= THE REQUEST =
Rewrite each of the items below, changing "requiring annotation" to "that needs labeling" wherever it occurs and leaving everything else as it stands.

-- begin DATASET RECORDS --

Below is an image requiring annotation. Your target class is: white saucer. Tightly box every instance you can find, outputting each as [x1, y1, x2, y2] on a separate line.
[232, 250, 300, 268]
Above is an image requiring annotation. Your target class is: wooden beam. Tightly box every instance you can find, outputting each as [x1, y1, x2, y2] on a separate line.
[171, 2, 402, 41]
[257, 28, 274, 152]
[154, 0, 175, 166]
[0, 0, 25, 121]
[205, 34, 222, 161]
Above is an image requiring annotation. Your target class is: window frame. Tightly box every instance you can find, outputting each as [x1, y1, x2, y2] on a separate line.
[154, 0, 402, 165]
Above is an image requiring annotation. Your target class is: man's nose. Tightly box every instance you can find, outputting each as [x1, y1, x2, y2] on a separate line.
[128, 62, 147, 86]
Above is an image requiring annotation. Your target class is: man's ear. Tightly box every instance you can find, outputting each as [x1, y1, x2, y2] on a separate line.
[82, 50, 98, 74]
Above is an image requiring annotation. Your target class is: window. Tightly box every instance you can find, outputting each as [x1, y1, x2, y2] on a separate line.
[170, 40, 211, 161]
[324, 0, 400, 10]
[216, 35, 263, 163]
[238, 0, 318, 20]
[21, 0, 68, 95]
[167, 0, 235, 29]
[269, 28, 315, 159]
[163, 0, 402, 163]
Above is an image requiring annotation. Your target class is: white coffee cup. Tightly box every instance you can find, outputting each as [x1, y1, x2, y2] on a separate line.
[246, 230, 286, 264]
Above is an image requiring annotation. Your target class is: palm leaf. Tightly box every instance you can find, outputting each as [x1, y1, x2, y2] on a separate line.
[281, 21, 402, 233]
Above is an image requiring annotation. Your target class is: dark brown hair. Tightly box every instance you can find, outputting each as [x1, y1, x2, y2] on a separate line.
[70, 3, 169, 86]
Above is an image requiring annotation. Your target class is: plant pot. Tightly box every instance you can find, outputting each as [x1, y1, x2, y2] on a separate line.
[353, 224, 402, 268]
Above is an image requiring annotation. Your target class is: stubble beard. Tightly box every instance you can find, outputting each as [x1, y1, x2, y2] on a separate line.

-- end DATASET RECORDS --

= RIGHT ANSWER =
Below is an image that needs labeling. Your target class is: white saucer. Tightly box every instance you can find, outputting each as [x1, y1, x2, y2] on a separate line.
[232, 250, 300, 268]
Above is an image that needs labeling. Your target class is: wooden beam. Tightly box every instance you can find, outputting each as [x1, y1, x2, y2] on a separate line.
[171, 2, 402, 41]
[257, 28, 274, 152]
[154, 0, 175, 166]
[0, 0, 25, 121]
[205, 34, 222, 161]
Above is an image that needs labeling. Your target class is: window frame. Tightly box every instance you can find, outputting each as [x1, y1, x2, y2] on a separate line.
[154, 0, 402, 165]
Above is an image that needs labeling. Your target class is: man's nose. Tightly box every instance you can find, outputting each as [x1, y1, x2, y2] on a separate line.
[128, 62, 147, 86]
Above is an image that needs labeling. Your target class is: man's ear. Tightly box every instance you can find, outputting each as [x1, y1, x2, y2] on a separate line.
[82, 50, 98, 74]
Above is an image that needs labeling. Your target class is: window. Tightly box every instance you can find, outputting each as [x1, y1, x2, y2] on a separate line.
[170, 40, 211, 161]
[324, 0, 400, 10]
[216, 35, 263, 163]
[238, 0, 318, 20]
[21, 0, 68, 95]
[167, 0, 235, 29]
[269, 28, 315, 159]
[163, 0, 402, 163]
Above is an image that needs labeling. Your target class is: white coffee cup. Tightly box every instance you can find, outputting each as [x1, y1, x2, y2] on a separate line.
[246, 230, 286, 264]
Above is an image that needs labeling. Your target class is: palm leaf. Tightly box every instance you can find, outputting each as [x1, y1, x2, y2] on a separate line.
[281, 21, 402, 233]
Above is an image that needs labeling. Your target class is: dark brown hair. Tightly box every instance you can find, outputting each as [x1, y1, x2, y2] on a separate line.
[70, 3, 169, 86]
Above is an image that needs labeling. Your target class is: plant pot. Tightly box every instance you can find, outputting each as [x1, y1, x2, y2] on a separate line.
[353, 224, 402, 268]
Above is an image that needs labeling. Your target class is: stubble beard. Tightly box every instance you can find, outputting each as [x1, y1, x2, y2] on a separate line.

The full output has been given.